* **EXCERPTED TEXT**
++++++

Rutgers Israel Public Affairs Committee Israel Update

Gaza Billboards Thank Iran for Missiles Used Against Israel

Gazans offered very public thanks to Iran on Tuesday, November 27 for helping them in this month’s fight against Israel, when Iranian-made missiles were fired out of the Palestinian enclave towards Jerusalem and Tel Aviv, Reuters reported. “Thank you Iran,” said large billboards on three major road junctions in the Gaza Strip – the first time there has been such public acknowledgement of Iran’s role in the arming of Islamic terrorists in the territory. The posters also depicted the Iranian Fajr 5 rockets that were used for the first time to target Israel’s two largest population centers. Senior Islamic Jihad official Khader Habib said it was only natural to show gratitude for Iran’s role in the conflict. “We have distinctive, good relations with Iran and such a relationship will continue as long as Iran supports the Palestinian people and backs up the resistance,” he said.

U.S.: Palestinian U.N. Bid Is a ‘Mistake’

The United States on Tuesday, November 27 reiterated its opposition to the Palestinian bid to upgrade its United Nations status to that of non-member observer, two days before the General Assembly was to vote on the draft resolution, Haaretz reported. “We think it’s going to be a mistake,” said U.S. State Department spokeswoman Victoria Nuland. The Palestinians distributed the final draft of the General Assembly resolution early on Tuesday morning in New York and are refusing to pursue any further discussions on the matter. Over the past two days, the United States has made attempts to alter the wording of the resolution in order to minimize the political damage that will likely result from the General Assembly vote, in which the Palestinians are expected to garner a large majority.

++++++

* **EXPLORE THE MATERIAL**
• A. Change "General Assembly" to "Security Council" in the Israel Update passage starting at "U.S.: Palestinian U.N." and ending at "a large majority.", and write out the revised passage.
• B. In the Israel Update, who called the Palestinian U.N. bid a mistake?
• C. Proceed with the Israel Update news digest, writing on from its last sentence.

* **SUPPLIED RECORDS**
++++++

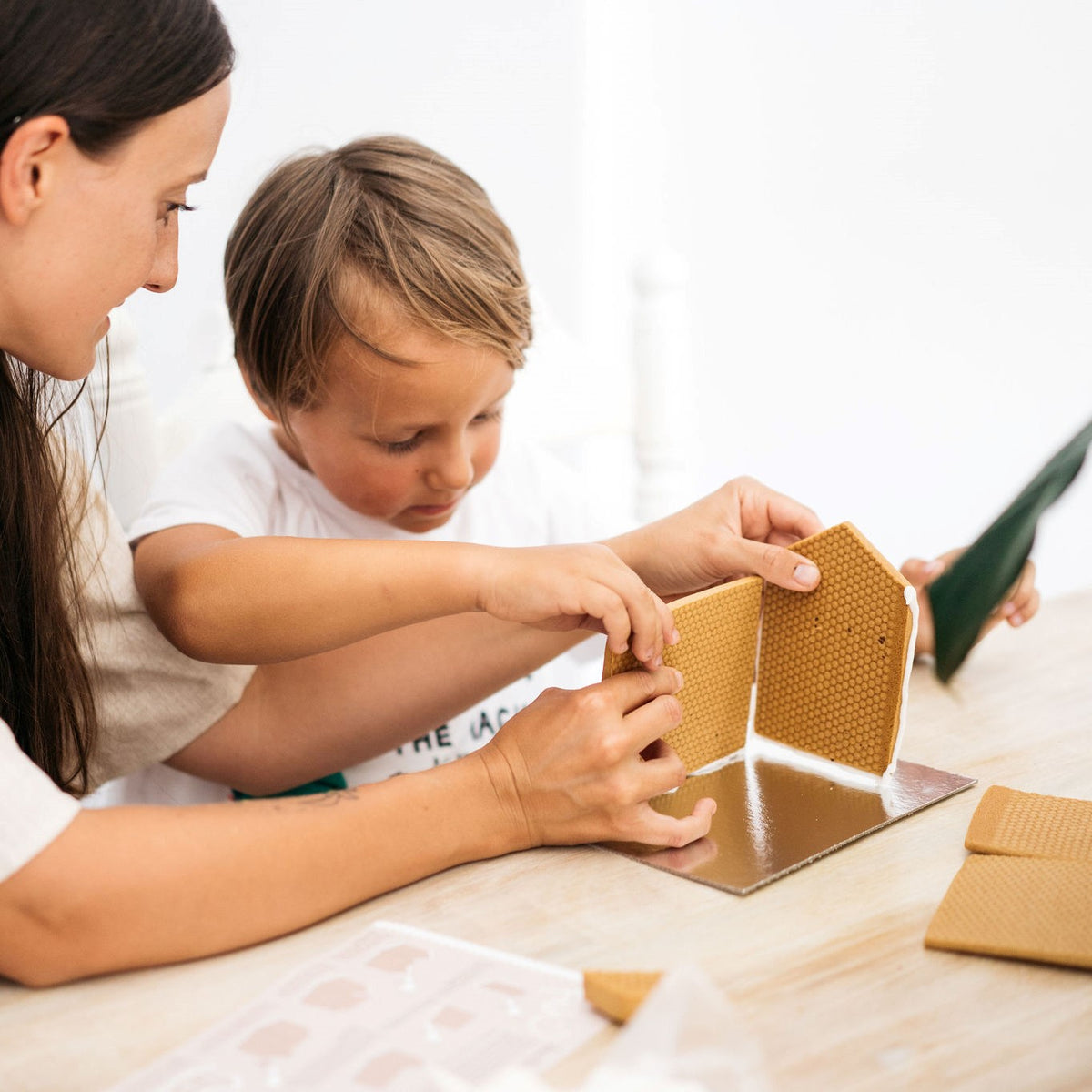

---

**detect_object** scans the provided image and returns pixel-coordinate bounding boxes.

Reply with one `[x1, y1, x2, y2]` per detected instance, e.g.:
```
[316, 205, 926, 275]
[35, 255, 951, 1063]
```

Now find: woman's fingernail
[793, 564, 819, 588]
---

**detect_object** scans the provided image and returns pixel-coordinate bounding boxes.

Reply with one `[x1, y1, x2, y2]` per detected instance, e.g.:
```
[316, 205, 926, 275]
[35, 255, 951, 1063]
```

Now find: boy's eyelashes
[382, 432, 425, 455]
[376, 406, 503, 455]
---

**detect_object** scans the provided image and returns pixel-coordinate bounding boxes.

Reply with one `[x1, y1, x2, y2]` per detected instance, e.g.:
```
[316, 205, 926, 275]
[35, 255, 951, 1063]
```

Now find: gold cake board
[606, 749, 976, 895]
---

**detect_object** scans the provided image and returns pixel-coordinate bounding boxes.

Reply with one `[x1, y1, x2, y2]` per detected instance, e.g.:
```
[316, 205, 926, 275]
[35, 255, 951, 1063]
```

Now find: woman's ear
[0, 114, 72, 225]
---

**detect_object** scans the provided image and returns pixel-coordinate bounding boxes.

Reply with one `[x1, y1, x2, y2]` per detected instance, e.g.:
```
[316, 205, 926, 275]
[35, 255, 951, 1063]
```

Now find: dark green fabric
[927, 421, 1092, 682]
[231, 774, 349, 801]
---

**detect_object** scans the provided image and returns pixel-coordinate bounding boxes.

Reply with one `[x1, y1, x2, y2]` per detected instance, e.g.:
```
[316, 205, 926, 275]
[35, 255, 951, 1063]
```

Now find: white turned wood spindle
[633, 250, 694, 523]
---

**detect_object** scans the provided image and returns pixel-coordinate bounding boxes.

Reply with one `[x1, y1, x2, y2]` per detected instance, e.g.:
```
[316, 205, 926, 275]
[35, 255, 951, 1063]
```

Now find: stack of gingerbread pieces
[925, 785, 1092, 968]
[602, 523, 916, 775]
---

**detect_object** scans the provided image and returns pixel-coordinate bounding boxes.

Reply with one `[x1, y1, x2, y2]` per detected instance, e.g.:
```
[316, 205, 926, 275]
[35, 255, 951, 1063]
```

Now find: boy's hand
[899, 547, 1039, 655]
[608, 477, 823, 597]
[474, 667, 716, 847]
[477, 544, 678, 667]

++++++

* **RESULTS**
• A.
U.S.: Palestinian U.N. Bid Is a ‘Mistake’

The United States on Tuesday, November 27 reiterated its opposition to the Palestinian bid to upgrade its United Nations status to that of non-member observer, two days before the Security Council was to vote on the draft resolution, Haaretz reported. “We think it’s going to be a mistake,” said U.S. State Department spokeswoman Victoria Nuland. The Palestinians distributed the final draft of the Security Council resolution early on Tuesday morning in New York and are refusing to pursue any further discussions on the matter. Over the past two days, the United States has made attempts to alter the wording of the resolution in order to minimize the political damage that will likely result from the Security Council vote, in which the Palestinians are expected to garner a large majority.

• B. U.S. State Department spokeswoman Victoria Nuland.

• C.
Senate Working on New Package of Iran Sanctions

New sanctions aimed at reducing global trade with Iran in the energy, shipping and metals sectors may soon be considered by the U.S. Senate as part of an annual defense policy bill, Reuters reported Tuesday, November 27. The sanctions legislation would build on current U.S. sanctions, passed almost a year ago, that have slashed Iran’s oil revenues. The goal is to pressure Tehran to stop efforts to enrich uranium to levels that could be used in weapons. Democratic Senator Robert Menendez and Republican Mark Kirk have crafted new sanctions that would punish foreign banks that handle transactions for a broad sector of industries, including shipping, ports, ship building and more types of energy. The package seeks to ban financial transactions with any person or organization blacklisted for their association with the Iranian government, as well as sales of metallurgical coal and precious metals.

Car Bombs Kill Dozens Near Syria’s Capital

Syrian state media said on Wednesday, November 28 that at least 34 people had died in twin car bombings in a suburb populated by minorities only a few miles from the center of Damascus, as the civil war swirls from north to south claiming ever higher casualties, The New York Times reported. The SANA news agency said the explosions in Jaramana were the work of “terrorists,” the word used by the authorities to denote rebel forces seeking the overthrow of President Bashar Assad. There were also reports that for the second successive day insurgents had shot down a government aircraft in the north of the country, offering further evidence that the rebels are seeking a major shift by challenging the government’s dominance of the skies. On Tuesday, Syrian rebels said they shot down a military helicopter with a surface-to-air missile outside Aleppo.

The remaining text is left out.